## Document excerpt
_ _ _
Author: Zuzanna Kwiatkowska
Scientific collaboration: Mateusz Rapicki
Have you ever wondered how many things must happen during your 15-minute-long visit to the doctor’s office?
Imagine yourself walking into the room. You sit down, and the doctor asks you what the reason for your visit is. They listen to you and ask about your medical history and any information relevant to your problem. Maybe they already have some of that information in their computer files, so they must read them and recollect everything about your case. Or worse – you bring that information with you in a potentially chaotic stack of documents.
Then, they do a medical check, think about potential solutions to your problem and what consequences for your health each of those solutions has. Last but not least, they need to put all of that information into the system, give you treatment recommendations, and make sure they answer all of your concerns and questions.
When you put all of those steps on paper, it sounds almost impossible for a single person to do all of those tasks during such a short visit. Also, if you multiply it by a couple of hours every day and a few consecutive days of work, you can imagine the work overload that a single doctor may suffer. Such an overload may obviously lead to multiple problems, starting with doctors making mistakes and ending with patients that are not happy about the care they receive.
But there might be a solution to this problem thanks to technological progress and machine learning! In this article, we want to present to you a case study of the project by the telDoc company that we helped with as a subcontractor. We assist in the development of a system to summarise medical documentation. By reading the article, you will learn:
- what is a long-term solution to the overwork problem and which fragment of this solution we created,
- what is summarisation from a machine learning perspective,
- how to create a high-quality dataset of summaries of Polish medical documents,
- what models you can use to obtain satisfying results.
Let’s dive deeper into the issue.
Doctor’s Voicebot Assistant to the Rescue
The core idea to make the process of medical checkups more efficient is to provide assistance to the doctor. Such assistants could collect the necessary information from the patient, ask the most important questions about their medical history and summarise them to the doctor. This way, when a patient comes for a visit, the doctor is already prepared and can fully focus on the problem. Obviously, hiring more staff is impossible due to the medical staff shortages, and this is where machine learning and bot assistants come to the rescue.
This simple, and yet groundbreaking idea to create medical bots for supporting doctors was proposed by a Polish company named telDoc. They are a group of experts in technology and medicine who use artificial intelligence to create custom-made solutions for the healthcare sector.
telDoc team realised that simply creating a voice bot to question the patient is insufficient to make the healthcare sector more efficient. After all, converting medical documentation to similarly long transcripts of voice bot-patient conversations would not make the doctor’s work easier. This is why they decided to create summaries of those conversations and other medical documents.
_ _ _
## Data
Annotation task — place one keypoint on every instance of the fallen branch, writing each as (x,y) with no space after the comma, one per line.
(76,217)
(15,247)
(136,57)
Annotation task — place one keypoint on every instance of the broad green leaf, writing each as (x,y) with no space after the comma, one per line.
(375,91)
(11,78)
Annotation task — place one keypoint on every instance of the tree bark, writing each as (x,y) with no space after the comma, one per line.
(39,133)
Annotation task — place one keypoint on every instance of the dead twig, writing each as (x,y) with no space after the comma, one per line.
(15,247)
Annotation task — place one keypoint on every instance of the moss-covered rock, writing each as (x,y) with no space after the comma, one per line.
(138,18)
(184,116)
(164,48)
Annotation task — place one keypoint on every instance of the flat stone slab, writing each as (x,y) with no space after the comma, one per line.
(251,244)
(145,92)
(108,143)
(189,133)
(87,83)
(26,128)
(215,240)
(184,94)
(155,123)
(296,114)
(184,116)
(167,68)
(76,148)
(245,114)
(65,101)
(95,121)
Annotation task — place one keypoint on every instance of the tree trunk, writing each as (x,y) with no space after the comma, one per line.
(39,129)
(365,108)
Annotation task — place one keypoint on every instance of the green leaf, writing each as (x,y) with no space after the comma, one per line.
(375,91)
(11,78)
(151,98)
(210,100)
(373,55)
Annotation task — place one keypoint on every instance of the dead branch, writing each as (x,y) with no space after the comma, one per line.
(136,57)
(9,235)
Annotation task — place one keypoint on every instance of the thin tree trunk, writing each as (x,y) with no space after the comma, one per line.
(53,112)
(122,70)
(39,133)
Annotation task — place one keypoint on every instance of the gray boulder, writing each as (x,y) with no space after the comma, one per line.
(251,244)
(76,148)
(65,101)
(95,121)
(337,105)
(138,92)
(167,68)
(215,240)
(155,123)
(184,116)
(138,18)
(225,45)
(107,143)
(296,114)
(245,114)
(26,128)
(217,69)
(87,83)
_ _ _
## What to do
• a. Set down everything in the article on summarizing medical documentation from "telDoc team realised" down to "other medical documents.".
• b. According to the article on summarizing medical documentation, which company proposed the idea of creating medical bots to support doctors?
• c. Write what comes next in the article on summarizing medical documentation, picking up after its final sentence.
The listing has nothing to do with the article on summarizing medical documentation.

## Answer set
• a.
telDoc team realised that simply creating a voice bot to question the patient is insufficient to make the healthcare sector more efficient. After all, converting medical documentation to similarly long transcripts of voice bot-patient conversations would not make the doctor’s work easier. This is why they decided to create summaries of those conversations and other medical documents.

• b. A Polish company named telDoc proposed it.

• c.
And here is where all the challenges started…
Machine Learning + Tedious Tasks = Match Made in Heaven
Summarization is a supervised task of natural language processing, in which we want to convert large text into a smaller one consisting of the most important information. We can distinguish 2 types of summarisations: extractive and abstractive.
Extractive summarisation is when we take a large text, find the most important phrases and use those unchanged phrases as a summary. It’s the most straightforward approach, but it has its flaws, for example not taking into account more complex dependencies between phrases. This is particularly problematic for medical texts that often rely on hidden dependencies and the full context of the case.
Alternatively, when we deal with abstractive summarisation, we create a completely new text from a larger one. This allows us to dive into the complexity of the text. However, abstractive summarisations are not perfect, as we need to be careful that the models do not come up with some made-up information in the process and only rely on provided text.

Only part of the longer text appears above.